* Aim of the exercise:
Could you give the records below again exactly as they stand?

* Recorded data:

-----

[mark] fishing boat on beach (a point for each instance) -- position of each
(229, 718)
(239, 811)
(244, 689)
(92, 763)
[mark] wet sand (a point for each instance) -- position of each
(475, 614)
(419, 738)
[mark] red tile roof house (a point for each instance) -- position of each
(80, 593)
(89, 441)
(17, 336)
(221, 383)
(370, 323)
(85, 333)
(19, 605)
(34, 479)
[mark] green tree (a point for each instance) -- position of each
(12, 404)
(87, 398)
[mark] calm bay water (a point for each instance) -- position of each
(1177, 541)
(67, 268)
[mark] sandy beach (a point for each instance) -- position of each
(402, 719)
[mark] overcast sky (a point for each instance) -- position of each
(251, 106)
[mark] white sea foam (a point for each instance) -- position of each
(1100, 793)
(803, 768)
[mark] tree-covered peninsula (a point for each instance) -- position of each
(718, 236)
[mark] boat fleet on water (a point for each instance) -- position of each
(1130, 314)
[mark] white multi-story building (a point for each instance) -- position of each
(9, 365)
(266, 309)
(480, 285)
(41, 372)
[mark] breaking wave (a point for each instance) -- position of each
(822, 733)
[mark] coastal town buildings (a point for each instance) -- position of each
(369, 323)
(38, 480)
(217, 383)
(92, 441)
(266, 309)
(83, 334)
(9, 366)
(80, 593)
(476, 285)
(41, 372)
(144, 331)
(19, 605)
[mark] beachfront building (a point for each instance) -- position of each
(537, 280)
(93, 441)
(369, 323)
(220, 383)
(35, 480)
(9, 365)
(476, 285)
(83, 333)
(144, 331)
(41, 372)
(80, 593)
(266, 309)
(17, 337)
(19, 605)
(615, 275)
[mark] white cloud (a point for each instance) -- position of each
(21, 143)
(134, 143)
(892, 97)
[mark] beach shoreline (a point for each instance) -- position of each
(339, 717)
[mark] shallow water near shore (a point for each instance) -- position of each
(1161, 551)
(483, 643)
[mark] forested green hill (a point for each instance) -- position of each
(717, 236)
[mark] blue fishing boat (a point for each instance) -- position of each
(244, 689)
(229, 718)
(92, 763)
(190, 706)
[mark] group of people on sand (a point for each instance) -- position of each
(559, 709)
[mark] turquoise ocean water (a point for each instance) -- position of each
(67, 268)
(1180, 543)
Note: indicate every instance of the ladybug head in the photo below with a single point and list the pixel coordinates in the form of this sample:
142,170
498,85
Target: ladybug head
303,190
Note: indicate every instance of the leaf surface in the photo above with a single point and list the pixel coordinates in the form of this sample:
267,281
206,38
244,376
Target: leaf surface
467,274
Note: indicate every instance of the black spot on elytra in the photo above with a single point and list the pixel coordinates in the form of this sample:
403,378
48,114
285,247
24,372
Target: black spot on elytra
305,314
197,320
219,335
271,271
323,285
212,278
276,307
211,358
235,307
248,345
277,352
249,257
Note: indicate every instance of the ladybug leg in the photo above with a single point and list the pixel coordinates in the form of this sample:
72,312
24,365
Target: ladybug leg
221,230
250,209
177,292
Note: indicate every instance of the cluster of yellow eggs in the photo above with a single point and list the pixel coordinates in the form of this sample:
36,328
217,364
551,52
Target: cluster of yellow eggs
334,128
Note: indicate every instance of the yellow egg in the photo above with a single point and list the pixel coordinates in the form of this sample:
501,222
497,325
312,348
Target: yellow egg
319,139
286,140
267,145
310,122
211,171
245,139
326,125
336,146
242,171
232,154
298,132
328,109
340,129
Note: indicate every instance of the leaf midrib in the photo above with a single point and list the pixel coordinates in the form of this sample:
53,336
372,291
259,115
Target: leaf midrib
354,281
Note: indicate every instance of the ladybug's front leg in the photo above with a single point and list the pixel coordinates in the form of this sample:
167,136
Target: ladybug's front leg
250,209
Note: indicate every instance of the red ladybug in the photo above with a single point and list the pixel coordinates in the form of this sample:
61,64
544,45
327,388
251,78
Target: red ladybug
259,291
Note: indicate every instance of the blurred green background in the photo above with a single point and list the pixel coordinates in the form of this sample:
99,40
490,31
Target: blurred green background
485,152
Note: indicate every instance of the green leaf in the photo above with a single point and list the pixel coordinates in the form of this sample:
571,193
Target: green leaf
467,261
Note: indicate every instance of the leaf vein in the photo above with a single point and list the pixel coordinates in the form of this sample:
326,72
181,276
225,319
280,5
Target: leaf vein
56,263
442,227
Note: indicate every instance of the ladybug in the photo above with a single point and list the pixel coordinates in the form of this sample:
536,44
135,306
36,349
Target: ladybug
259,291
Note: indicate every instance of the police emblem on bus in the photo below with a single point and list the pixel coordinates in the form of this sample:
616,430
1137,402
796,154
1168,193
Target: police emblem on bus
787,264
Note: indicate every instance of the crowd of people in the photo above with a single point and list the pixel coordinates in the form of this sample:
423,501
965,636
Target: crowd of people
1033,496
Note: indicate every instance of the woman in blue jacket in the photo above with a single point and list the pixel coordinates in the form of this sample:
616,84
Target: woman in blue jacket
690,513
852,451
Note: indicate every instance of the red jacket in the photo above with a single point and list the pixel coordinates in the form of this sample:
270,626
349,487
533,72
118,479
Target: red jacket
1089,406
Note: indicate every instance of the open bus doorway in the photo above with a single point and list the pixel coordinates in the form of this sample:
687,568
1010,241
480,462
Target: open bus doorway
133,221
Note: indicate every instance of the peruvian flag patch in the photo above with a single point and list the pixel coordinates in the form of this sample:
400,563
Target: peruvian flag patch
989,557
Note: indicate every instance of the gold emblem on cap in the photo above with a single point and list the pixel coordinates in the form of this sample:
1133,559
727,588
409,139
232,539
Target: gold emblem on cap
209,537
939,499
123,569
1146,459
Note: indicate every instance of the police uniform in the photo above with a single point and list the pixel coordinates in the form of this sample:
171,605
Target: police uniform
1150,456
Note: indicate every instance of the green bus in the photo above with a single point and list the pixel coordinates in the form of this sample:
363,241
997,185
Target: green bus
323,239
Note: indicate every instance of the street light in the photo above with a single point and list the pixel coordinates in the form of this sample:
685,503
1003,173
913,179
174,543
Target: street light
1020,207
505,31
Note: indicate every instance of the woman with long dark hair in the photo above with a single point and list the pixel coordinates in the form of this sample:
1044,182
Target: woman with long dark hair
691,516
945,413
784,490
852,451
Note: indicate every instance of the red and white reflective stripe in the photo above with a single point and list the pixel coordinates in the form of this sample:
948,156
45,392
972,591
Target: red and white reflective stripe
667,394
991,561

-----

* Answer box:
[mark] fishing boat on beach (a point for each instance) -- position of each
(229, 718)
(239, 811)
(244, 689)
(92, 763)
[mark] wet sand (a point for each instance) -- position of each
(475, 614)
(419, 738)
[mark] red tile roof house (a point for each instance) -- position of each
(80, 593)
(89, 441)
(17, 336)
(221, 383)
(370, 323)
(85, 333)
(19, 605)
(34, 479)
[mark] green tree (a point for each instance) -- position of each
(12, 404)
(87, 398)
[mark] calm bay water (a point for each instance) -- position of each
(1177, 541)
(67, 268)
[mark] sandy beach (a point for each instance) -- position of each
(402, 719)
[mark] overcast sky (a point for each instance) -- position of each
(251, 106)
[mark] white sea foam (a point for each instance) -- position of each
(1100, 793)
(803, 768)
[mark] tree-covered peninsula (a point for each instance) -- position of each
(718, 236)
[mark] boat fleet on water (a point for each instance) -- position of each
(1130, 314)
[mark] white multi-story building (a point for each instance) -- position of each
(9, 365)
(266, 309)
(480, 285)
(41, 372)
[mark] breaking wave (a point for each instance) -- position of each
(822, 733)
[mark] coastal town buildings (a point for each instance) -- position of each
(369, 323)
(38, 480)
(217, 383)
(92, 441)
(266, 309)
(83, 334)
(9, 366)
(80, 593)
(476, 285)
(41, 372)
(144, 331)
(19, 605)
[mark] beachfront building (a point for each instance) -- position of each
(537, 280)
(93, 441)
(369, 323)
(220, 383)
(35, 480)
(9, 365)
(476, 285)
(83, 333)
(144, 331)
(41, 372)
(80, 593)
(266, 309)
(17, 337)
(19, 605)
(615, 275)
[mark] white cloud (a point for each instance) -- position of each
(21, 143)
(134, 143)
(892, 97)
[mark] beach shoreline (a point for each instance) -- position of each
(339, 717)
[mark] shallow water near shore (a point for each instance) -- position of each
(1161, 551)
(483, 643)
[mark] forested green hill (a point for each instance) -- position of each
(717, 236)
[mark] blue fishing boat (a point for each instance) -- position of each
(244, 689)
(229, 718)
(92, 763)
(190, 706)
[mark] group of people on sand (a point for each instance) -- position of each
(559, 709)
[mark] turquoise ocean water (a point for each instance) -- position of each
(67, 268)
(1180, 543)
Note: indicate every instance of the ladybug head in the photo below with a single point and list the pixel coordinates in the form of this sample:
142,170
498,85
Target: ladybug head
303,190
Note: indicate every instance of the leaf surface in the photo above with a single point and list the pixel coordinates in the form of this sample:
267,281
206,38
244,376
Target: leaf surface
467,274
Note: indicate every instance of the black spot on elytra in the photo above with a single point and list the pixel coordinates in the form of this sample:
403,378
48,114
285,247
24,372
Target: black spot on elytra
305,314
197,320
219,335
271,271
323,285
212,278
276,307
211,358
235,307
248,345
277,352
249,257
Note: indicate every instance of the ladybug leg in the photo above with a single point and list the pixel coordinates in the form of this sample:
72,312
24,365
Target: ladybug leg
221,230
250,209
177,292
Note: indicate every instance of the cluster of yellow eggs in the photo above with a single point and list the pixel coordinates in the form of this sample:
36,328
217,364
551,52
Target: cluster of yellow eggs
334,128
Note: indicate every instance of the yellow egg in the photo above with a single point and list the pixel coordinates in the form of this sample:
501,222
497,325
312,348
Target: yellow egg
319,139
286,140
267,145
310,122
211,171
245,139
326,125
336,146
242,171
232,154
298,132
328,109
340,129
Note: indicate every instance of the leaf midrib in the photo above with a single point and list the pixel coordinates in the form of this sample:
53,336
372,291
259,115
Target: leaf midrib
354,281
Note: indicate every instance of the ladybug's front leg in the photo above with a single point and list the pixel coordinates in the form of this sample:
167,136
Target: ladybug's front leg
250,209
Note: indicate every instance of the red ladybug in the photo above with a single point and list the pixel coordinates in the form of this sample:
61,64
544,45
327,388
251,78
Target: red ladybug
259,291
Note: indicate every instance of the blurred green background in the photo above with a single point and list the pixel coordinates in the form of this sample:
99,40
490,31
Target: blurred green background
485,152
Note: indicate every instance of the green leaf in the photo above with a single point and list the pixel coordinates in the form of this sample:
571,193
Target: green leaf
467,261
Note: indicate every instance of the leaf vein in the photo above with a single point and list the pixel coordinates in the form of this sample:
326,72
181,276
225,319
280,5
Target: leaf vein
56,263
442,227
Note: indicate every instance of the ladybug in the photo above with a single point and list the pixel coordinates in the form of this sample:
536,44
135,306
36,349
Target: ladybug
259,291
Note: indicate every instance of the police emblem on bus in the photo below with a single point and list the pixel coordinates in the form of this sample:
616,430
1137,402
796,154
1168,193
Target: police emblem on bus
787,264
Note: indicate every instance of the crowd of people in the photo above with a single point and list the pixel coordinates in the form of this sample:
423,501
965,636
Target: crowd of people
1033,496
Note: indicate every instance of the woman in blue jacket in the photo above with a single point and list the pixel coordinates in the form of this sample:
616,84
Target: woman in blue jacket
690,513
852,451
Note: indicate every instance of the red jacket in the photo above with a single point and list the pixel coordinates in the form of this sample:
270,626
349,487
533,72
118,479
Target: red jacket
1089,406
Note: indicate every instance of the open bus doorway in the photo above with a single point and list the pixel coordinates in the form of this sample:
687,568
1010,241
480,462
Target: open bus doorway
133,221
Note: indicate every instance of the peruvian flag patch in the photo above with a single point and list the pixel coordinates in the form of this sample:
400,563
Target: peruvian flag patch
989,557
Note: indicate every instance of the gold emblem on cap in the photo above with a single point and list the pixel coordinates in the form of this sample:
1133,559
727,588
409,139
232,539
Target: gold emblem on cap
209,537
939,499
123,569
1146,459
Note: indicate every instance of the police uniform in the photo above with a single point and list the pixel coordinates in the form of this sample:
171,605
Target: police uniform
1150,456
Note: indicate every instance of the green bus in the photo above with a single point and list the pixel coordinates in the form of this sample:
363,241
997,185
Target: green bus
323,239
Note: indicate every instance of the street light in the photo above with a single point and list the pixel coordinates in the form of this sample:
685,503
1003,173
913,179
174,543
Target: street light
1020,207
505,31
Note: indicate every instance of the woman with long dark hair in the photo above with a single point and list the pixel coordinates in the form of this sample:
1044,182
Target: woman with long dark hair
691,516
945,413
784,490
852,451
Note: indicate every instance of the red and white reflective stripe in the photo above with a single point and list the pixel coordinates in the form of this sample:
948,156
45,392
972,591
Target: red and white reflective stripe
667,394
991,561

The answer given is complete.